- _Short problem_:
Please reproduce the items below word for word, starting at the line that contains "Look at the photo above. Which pixel sits on the stone" and stopping after the line that contains "pixel 9 216".

- _Items_:
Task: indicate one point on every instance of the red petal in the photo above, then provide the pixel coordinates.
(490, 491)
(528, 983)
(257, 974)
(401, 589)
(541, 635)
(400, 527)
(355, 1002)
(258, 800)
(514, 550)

--

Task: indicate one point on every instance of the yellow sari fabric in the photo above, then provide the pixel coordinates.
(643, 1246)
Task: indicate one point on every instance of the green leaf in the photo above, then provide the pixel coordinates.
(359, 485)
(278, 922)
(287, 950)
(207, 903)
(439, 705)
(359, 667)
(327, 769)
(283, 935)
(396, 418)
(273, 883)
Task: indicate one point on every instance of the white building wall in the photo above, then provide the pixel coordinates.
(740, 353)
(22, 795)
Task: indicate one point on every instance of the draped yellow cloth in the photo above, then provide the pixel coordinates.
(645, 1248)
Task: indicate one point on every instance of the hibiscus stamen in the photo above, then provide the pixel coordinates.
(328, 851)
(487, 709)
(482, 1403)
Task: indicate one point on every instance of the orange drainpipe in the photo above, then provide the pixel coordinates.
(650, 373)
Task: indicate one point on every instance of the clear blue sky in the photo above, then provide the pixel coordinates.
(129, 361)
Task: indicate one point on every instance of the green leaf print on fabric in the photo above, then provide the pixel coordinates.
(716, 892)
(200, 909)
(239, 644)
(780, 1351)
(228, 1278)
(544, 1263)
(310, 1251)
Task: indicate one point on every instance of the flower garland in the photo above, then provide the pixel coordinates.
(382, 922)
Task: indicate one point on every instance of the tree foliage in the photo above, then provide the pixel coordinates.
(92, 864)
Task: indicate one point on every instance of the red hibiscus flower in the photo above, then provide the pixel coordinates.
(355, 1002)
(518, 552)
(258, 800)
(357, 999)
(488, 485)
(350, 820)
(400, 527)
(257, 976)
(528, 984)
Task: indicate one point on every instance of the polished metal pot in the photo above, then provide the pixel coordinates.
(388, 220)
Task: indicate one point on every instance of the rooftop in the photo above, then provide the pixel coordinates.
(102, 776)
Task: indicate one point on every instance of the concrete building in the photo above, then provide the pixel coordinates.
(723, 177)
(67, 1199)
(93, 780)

...

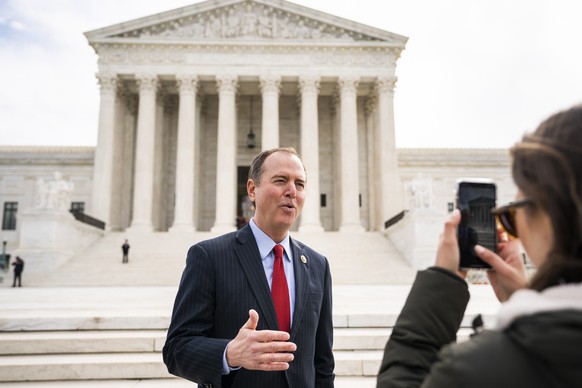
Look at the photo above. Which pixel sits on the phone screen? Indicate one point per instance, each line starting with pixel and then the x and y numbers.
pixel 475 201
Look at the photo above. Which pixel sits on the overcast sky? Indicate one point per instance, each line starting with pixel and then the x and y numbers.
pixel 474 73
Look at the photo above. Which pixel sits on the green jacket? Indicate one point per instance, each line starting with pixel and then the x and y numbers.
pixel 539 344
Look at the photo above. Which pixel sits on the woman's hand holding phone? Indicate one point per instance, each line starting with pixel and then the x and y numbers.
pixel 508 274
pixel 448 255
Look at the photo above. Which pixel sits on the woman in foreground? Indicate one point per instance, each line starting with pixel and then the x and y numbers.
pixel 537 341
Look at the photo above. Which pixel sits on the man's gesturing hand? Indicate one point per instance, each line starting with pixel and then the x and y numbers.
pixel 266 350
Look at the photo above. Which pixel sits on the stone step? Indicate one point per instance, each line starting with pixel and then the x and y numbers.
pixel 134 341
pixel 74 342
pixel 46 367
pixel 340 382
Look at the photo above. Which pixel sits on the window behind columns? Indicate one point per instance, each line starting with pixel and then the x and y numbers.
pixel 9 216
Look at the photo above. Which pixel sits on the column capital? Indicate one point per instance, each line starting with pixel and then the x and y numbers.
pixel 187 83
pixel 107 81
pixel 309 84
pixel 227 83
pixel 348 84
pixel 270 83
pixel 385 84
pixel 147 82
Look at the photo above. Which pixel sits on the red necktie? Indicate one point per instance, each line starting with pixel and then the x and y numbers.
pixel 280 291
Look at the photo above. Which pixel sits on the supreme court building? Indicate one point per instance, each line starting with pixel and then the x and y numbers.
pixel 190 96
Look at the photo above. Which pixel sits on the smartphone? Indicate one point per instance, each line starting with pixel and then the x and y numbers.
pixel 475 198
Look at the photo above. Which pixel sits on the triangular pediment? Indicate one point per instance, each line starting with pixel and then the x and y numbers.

- _Result below_:
Look at the photo above. Which pixel sits on the stone step? Indicate one point per instance, each line starting with pixel and then the x and y numbers.
pixel 134 341
pixel 74 342
pixel 46 367
pixel 340 382
Look at the photo above. Which pixel sits on the window behind columns? Indicate one point per instance, each line starting with pixel and then the x and y numbers.
pixel 9 216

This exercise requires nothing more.